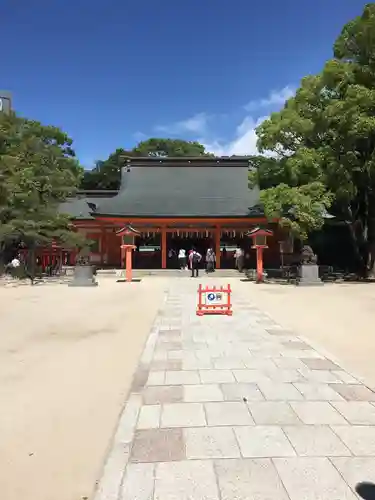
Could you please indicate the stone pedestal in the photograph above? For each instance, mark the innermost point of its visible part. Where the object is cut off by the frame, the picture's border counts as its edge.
(309, 275)
(84, 276)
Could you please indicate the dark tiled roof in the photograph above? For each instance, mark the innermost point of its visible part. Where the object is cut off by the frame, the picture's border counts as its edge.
(200, 187)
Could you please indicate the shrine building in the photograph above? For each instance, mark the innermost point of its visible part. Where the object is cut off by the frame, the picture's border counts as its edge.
(174, 203)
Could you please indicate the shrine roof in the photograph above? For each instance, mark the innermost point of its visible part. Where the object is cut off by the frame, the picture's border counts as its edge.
(182, 187)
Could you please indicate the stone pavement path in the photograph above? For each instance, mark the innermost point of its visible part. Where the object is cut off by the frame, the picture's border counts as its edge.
(237, 408)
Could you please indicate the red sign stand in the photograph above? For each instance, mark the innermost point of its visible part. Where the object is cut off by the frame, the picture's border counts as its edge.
(214, 300)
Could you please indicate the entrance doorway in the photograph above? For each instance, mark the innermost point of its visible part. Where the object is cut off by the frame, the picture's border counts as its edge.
(175, 242)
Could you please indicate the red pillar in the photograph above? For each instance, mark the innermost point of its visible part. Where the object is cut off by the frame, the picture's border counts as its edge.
(217, 247)
(126, 257)
(259, 264)
(102, 245)
(163, 248)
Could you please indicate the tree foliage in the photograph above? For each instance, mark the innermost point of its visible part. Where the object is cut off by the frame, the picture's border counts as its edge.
(323, 143)
(38, 171)
(107, 174)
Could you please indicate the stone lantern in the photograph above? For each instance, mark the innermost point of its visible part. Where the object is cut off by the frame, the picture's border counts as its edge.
(259, 237)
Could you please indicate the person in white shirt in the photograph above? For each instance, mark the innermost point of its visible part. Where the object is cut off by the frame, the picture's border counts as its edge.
(194, 259)
(15, 262)
(182, 258)
(239, 258)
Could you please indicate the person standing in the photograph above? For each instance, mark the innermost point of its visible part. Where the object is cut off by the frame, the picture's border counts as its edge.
(195, 259)
(210, 261)
(182, 258)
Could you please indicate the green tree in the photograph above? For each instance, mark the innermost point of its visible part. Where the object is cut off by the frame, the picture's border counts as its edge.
(323, 144)
(38, 171)
(107, 173)
(170, 147)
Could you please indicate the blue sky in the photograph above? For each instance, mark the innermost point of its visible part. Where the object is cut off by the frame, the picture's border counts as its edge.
(112, 72)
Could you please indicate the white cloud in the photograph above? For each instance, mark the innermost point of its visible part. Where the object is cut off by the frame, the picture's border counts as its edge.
(244, 138)
(276, 98)
(197, 124)
(244, 142)
(139, 136)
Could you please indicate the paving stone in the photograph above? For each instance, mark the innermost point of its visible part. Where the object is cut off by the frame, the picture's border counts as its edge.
(312, 479)
(138, 482)
(249, 479)
(229, 364)
(158, 445)
(139, 379)
(354, 392)
(250, 376)
(171, 364)
(316, 441)
(211, 442)
(187, 480)
(285, 376)
(216, 376)
(202, 393)
(169, 346)
(356, 412)
(162, 394)
(175, 354)
(296, 344)
(149, 417)
(273, 413)
(278, 331)
(345, 377)
(160, 355)
(156, 378)
(228, 413)
(196, 364)
(169, 338)
(317, 392)
(259, 364)
(182, 377)
(274, 391)
(288, 363)
(360, 439)
(169, 333)
(237, 392)
(317, 413)
(300, 354)
(263, 441)
(183, 415)
(355, 469)
(320, 364)
(319, 376)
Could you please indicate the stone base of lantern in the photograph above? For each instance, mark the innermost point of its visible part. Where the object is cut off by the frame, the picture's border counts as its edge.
(309, 275)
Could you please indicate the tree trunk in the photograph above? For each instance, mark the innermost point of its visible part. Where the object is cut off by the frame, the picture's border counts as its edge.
(30, 265)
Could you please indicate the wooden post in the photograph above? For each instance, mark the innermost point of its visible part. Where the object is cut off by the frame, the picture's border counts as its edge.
(102, 245)
(126, 257)
(128, 252)
(217, 247)
(259, 264)
(163, 247)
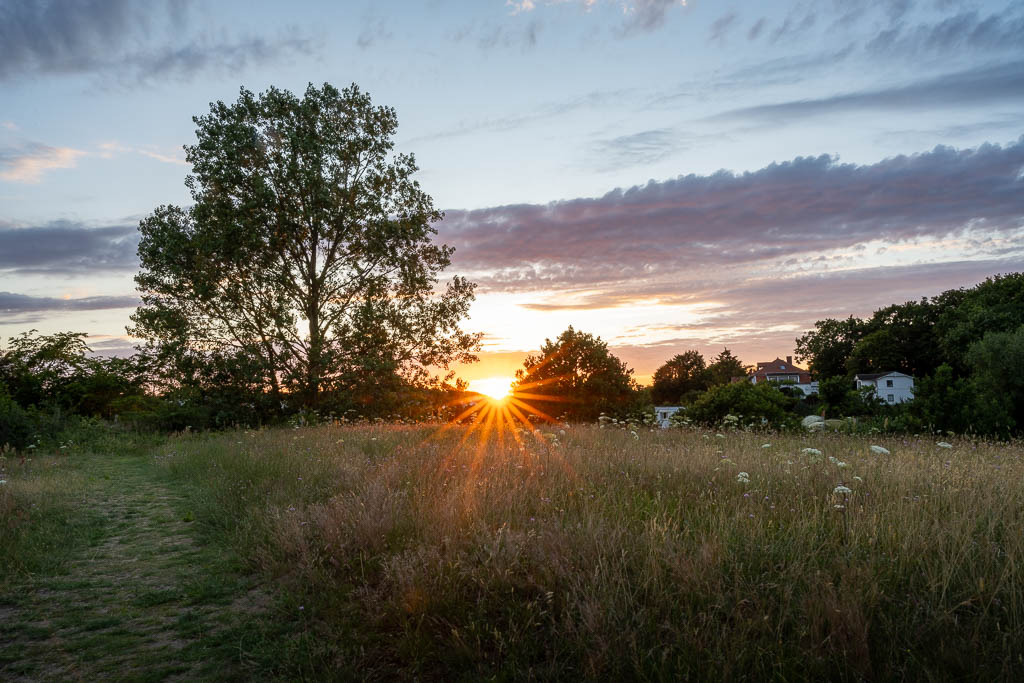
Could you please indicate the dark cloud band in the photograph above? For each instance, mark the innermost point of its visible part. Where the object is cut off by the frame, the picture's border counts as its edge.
(66, 248)
(694, 224)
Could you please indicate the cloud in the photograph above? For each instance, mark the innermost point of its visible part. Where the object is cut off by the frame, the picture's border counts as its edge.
(645, 147)
(645, 15)
(11, 303)
(28, 162)
(782, 214)
(68, 248)
(544, 112)
(963, 32)
(110, 148)
(132, 41)
(976, 87)
(756, 30)
(720, 28)
(638, 15)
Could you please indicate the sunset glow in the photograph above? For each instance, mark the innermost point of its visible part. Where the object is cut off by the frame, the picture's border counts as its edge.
(496, 387)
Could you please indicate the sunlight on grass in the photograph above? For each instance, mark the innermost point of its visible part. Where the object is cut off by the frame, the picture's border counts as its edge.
(561, 552)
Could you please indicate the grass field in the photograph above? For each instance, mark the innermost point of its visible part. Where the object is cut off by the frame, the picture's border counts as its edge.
(434, 553)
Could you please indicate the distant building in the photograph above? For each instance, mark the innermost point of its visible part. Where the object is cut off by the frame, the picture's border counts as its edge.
(783, 372)
(664, 414)
(891, 387)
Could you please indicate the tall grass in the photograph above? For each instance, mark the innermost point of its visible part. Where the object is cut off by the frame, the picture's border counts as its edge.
(42, 521)
(592, 553)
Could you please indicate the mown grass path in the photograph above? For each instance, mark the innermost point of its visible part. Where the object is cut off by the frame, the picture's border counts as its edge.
(139, 600)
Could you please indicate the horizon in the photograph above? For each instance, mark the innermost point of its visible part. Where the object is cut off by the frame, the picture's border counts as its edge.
(668, 176)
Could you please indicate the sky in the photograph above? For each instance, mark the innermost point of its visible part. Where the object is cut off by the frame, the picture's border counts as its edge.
(668, 175)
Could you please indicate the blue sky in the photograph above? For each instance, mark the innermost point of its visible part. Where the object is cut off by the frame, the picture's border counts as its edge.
(669, 175)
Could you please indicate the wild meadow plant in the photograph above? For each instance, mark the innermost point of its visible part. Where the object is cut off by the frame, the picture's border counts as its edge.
(580, 552)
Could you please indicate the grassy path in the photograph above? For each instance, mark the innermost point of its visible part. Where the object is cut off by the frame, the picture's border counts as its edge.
(140, 600)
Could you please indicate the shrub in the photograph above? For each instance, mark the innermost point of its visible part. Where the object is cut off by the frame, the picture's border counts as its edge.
(755, 402)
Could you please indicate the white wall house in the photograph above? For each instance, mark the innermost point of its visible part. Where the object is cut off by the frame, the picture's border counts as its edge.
(890, 387)
(663, 413)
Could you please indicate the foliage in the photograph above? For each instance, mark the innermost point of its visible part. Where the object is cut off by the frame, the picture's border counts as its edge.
(757, 403)
(15, 427)
(994, 361)
(966, 316)
(577, 376)
(726, 367)
(956, 346)
(307, 251)
(827, 347)
(681, 379)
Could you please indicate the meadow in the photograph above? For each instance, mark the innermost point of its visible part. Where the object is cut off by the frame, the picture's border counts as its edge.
(446, 553)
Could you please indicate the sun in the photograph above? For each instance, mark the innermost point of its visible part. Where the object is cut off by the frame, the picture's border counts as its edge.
(496, 387)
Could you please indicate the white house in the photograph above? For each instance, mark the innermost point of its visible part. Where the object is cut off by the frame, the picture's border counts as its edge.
(783, 372)
(891, 387)
(664, 413)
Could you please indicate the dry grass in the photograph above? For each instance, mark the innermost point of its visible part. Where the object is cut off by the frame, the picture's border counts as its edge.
(592, 553)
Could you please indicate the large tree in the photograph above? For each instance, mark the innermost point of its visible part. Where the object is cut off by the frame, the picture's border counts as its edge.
(577, 376)
(681, 379)
(307, 248)
(725, 368)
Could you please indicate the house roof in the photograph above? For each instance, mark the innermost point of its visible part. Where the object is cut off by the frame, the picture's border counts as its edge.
(777, 366)
(868, 377)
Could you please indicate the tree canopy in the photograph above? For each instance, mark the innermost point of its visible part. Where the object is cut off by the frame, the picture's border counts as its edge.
(576, 376)
(680, 378)
(307, 251)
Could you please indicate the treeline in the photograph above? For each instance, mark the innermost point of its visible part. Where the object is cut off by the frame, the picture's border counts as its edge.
(965, 349)
(52, 390)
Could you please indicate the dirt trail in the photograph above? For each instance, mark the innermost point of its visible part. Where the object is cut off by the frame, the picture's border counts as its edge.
(145, 603)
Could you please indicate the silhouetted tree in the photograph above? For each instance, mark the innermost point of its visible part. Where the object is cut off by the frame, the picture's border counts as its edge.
(578, 377)
(307, 243)
(681, 378)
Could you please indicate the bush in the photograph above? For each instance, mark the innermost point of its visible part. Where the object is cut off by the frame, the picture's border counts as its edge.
(755, 403)
(15, 425)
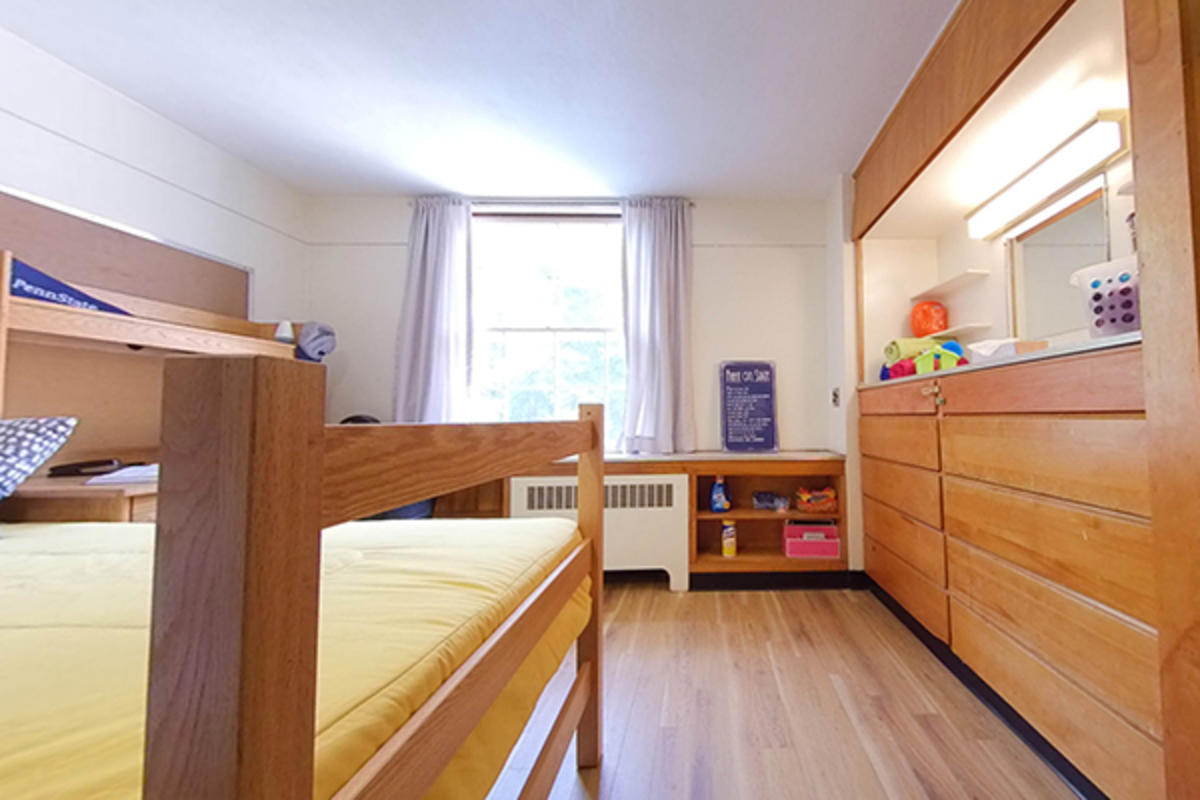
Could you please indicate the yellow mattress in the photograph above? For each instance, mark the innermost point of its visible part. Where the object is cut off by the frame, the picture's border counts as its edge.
(403, 603)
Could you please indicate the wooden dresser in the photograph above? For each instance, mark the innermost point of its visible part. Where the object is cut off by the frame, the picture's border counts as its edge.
(1008, 511)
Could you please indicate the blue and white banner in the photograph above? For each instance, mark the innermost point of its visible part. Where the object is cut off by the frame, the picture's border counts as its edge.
(35, 284)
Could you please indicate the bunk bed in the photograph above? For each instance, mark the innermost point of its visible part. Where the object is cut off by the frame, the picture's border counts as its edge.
(262, 578)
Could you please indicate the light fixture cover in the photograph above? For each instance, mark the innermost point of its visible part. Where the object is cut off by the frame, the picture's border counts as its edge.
(1077, 157)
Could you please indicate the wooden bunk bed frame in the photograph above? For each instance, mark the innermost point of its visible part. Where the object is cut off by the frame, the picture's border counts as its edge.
(250, 477)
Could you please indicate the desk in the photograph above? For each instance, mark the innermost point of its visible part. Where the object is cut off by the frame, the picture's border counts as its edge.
(69, 499)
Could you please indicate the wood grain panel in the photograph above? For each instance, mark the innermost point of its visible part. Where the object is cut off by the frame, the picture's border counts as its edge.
(1123, 762)
(906, 439)
(1101, 461)
(1109, 656)
(910, 588)
(979, 46)
(921, 546)
(75, 250)
(916, 397)
(1107, 557)
(43, 319)
(1110, 380)
(1163, 49)
(117, 397)
(371, 468)
(915, 491)
(233, 648)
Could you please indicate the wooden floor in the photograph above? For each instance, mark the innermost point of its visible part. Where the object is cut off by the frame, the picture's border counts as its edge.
(767, 695)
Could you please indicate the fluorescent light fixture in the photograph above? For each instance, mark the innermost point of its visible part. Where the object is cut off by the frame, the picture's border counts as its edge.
(1078, 157)
(1067, 200)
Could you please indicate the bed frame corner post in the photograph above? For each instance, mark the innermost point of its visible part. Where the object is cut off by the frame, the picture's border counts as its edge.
(589, 739)
(233, 649)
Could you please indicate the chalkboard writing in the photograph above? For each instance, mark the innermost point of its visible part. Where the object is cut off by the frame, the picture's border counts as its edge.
(748, 407)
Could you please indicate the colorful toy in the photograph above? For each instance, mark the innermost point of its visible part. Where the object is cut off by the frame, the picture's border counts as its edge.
(903, 368)
(928, 318)
(816, 500)
(939, 358)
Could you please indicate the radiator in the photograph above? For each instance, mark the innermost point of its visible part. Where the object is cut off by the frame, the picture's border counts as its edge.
(645, 518)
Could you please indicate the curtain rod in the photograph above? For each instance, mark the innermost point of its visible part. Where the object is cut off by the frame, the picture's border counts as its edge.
(547, 200)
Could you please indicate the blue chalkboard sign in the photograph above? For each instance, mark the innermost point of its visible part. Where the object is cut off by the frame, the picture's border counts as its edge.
(748, 407)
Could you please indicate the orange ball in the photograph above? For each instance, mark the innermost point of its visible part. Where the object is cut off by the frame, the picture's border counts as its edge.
(929, 318)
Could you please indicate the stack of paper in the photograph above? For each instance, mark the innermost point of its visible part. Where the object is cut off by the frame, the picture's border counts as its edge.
(139, 474)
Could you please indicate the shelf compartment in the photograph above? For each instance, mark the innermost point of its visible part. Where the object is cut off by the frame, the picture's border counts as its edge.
(762, 560)
(39, 319)
(965, 328)
(951, 286)
(760, 513)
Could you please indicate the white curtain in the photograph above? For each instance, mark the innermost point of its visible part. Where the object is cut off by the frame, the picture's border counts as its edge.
(435, 324)
(659, 416)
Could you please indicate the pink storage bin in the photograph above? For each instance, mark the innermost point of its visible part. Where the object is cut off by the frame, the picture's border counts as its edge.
(807, 540)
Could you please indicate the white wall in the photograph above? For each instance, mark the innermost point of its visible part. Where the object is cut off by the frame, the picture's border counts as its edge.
(843, 356)
(893, 269)
(760, 294)
(71, 142)
(359, 259)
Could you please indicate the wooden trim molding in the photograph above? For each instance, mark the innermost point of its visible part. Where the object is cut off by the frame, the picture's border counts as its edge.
(1163, 48)
(979, 47)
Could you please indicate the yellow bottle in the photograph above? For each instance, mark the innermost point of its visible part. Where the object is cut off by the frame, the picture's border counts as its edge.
(729, 539)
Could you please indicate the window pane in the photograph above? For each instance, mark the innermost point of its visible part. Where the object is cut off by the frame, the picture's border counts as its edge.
(547, 310)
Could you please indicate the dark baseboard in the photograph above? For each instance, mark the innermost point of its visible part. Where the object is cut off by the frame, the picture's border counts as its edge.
(988, 696)
(751, 581)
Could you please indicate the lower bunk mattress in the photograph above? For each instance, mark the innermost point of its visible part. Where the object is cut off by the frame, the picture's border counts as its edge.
(402, 605)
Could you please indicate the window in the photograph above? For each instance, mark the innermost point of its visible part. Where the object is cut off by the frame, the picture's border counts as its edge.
(547, 318)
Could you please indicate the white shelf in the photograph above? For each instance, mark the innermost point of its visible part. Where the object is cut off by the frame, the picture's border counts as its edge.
(966, 328)
(953, 284)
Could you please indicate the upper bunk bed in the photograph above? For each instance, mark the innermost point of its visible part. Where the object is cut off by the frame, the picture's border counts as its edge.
(210, 690)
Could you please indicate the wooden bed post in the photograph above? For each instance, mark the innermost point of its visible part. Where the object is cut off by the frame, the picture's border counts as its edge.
(589, 739)
(233, 651)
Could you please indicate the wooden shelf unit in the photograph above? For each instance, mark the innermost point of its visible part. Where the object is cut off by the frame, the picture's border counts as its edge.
(760, 533)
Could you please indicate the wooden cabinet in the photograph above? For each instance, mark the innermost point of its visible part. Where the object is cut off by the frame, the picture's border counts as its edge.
(906, 439)
(1029, 522)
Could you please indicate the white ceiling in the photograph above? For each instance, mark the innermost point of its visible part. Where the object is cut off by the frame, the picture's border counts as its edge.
(527, 97)
(1077, 70)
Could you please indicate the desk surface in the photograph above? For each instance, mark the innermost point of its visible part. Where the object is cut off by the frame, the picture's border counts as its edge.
(76, 487)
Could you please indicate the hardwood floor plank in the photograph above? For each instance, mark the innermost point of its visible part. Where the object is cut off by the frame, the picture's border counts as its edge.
(781, 695)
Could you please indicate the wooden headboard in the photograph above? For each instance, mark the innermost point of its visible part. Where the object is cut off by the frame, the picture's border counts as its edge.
(114, 390)
(78, 251)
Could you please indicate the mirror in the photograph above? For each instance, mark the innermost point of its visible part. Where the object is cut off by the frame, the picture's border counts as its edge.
(1047, 305)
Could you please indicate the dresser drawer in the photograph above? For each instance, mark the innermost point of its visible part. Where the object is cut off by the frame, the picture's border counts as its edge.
(1104, 555)
(1122, 761)
(918, 397)
(1110, 657)
(910, 588)
(906, 439)
(1096, 459)
(1110, 380)
(921, 546)
(912, 489)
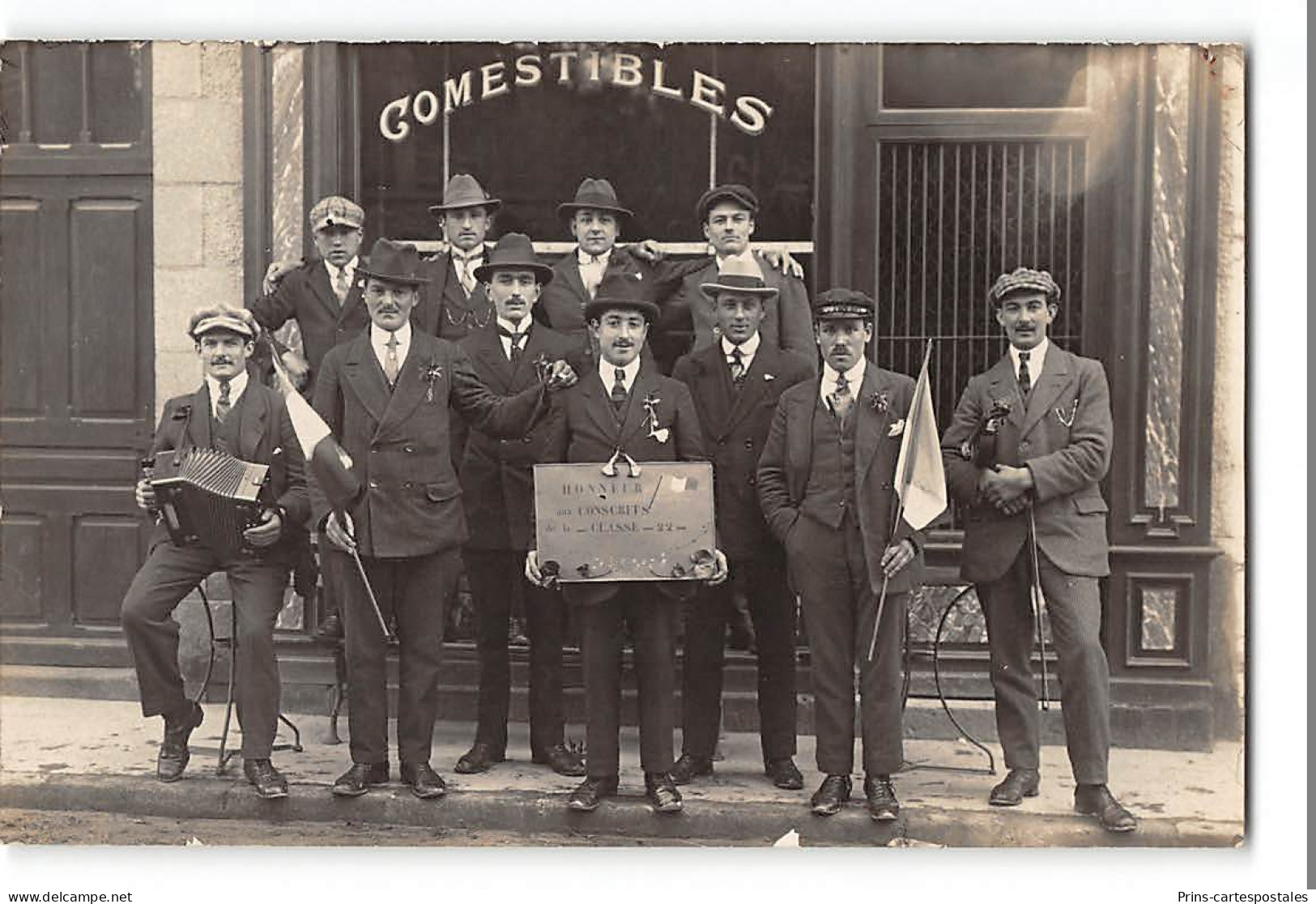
- - -
_Given exercise_
List each line of the records above that contains the string "post", matching case exactly.

_Solution_
Could you please indicate the wooden post in the photograph above? For each instance, mark the innermost point of its visible part. Where the object is cut off by the frame, the picture's border counts as its edge.
Could you please indicate the bed frame corner post in the photograph above? For each instance, mark the innermost point of its visible part. Where the object is cut off by the frame, the picture's border counts as its edge.
Could you please indicate the wooden bed post in the photograph above? For each instance, mark the innermost point of its visible part. Where the object is cut off by the frame, the picture's border counts as its edge.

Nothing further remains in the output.